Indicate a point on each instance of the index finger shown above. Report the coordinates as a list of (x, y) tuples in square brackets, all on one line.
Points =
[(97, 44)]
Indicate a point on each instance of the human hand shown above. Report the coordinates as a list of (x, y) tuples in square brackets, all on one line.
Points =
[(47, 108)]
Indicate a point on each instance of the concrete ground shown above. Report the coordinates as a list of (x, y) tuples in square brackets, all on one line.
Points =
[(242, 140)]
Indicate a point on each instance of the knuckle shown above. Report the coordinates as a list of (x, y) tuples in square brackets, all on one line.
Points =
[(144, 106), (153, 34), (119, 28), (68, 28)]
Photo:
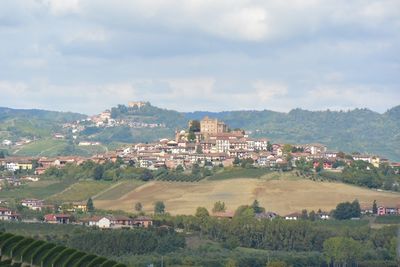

TASK OBJECTIVE | Rewrite all of the records above as a two-column Markdown table headed No. and Line, with one numbered row per line. Omit blank lines and leave out the pictures.

OUTPUT FOR THIS TASK |
| No. | Line |
|---|---|
| 1 | Indicate a point on each instance of the index finger shown above. Report the coordinates as a list of (x, y) tuples in square brackets, all on one line. |
| 2 | Points = |
| 3 | [(97, 44)] |
| 4 | Indicate a point on each instance of the human hand shown above. Report the coordinates as a list of (x, y) tuples in square brackets, all on one line. |
| 5 | Points = |
| 6 | [(47, 108)] |
| 7 | Indicate a point on each instance of the concrete ground shown above. Report the coordinates as a list of (x, y) tuples in square brackets, all on one line. |
| 8 | Points = |
| 9 | [(242, 140)] |
| 10 | Indicate a point on each instance of the knuckle shown above. Report the coordinates as a list of (x, y) tuples in square brackets, all on one line. |
| 11 | Points = |
| 12 | [(144, 106), (153, 34), (119, 28), (68, 28)] |
| 13 | Photo: |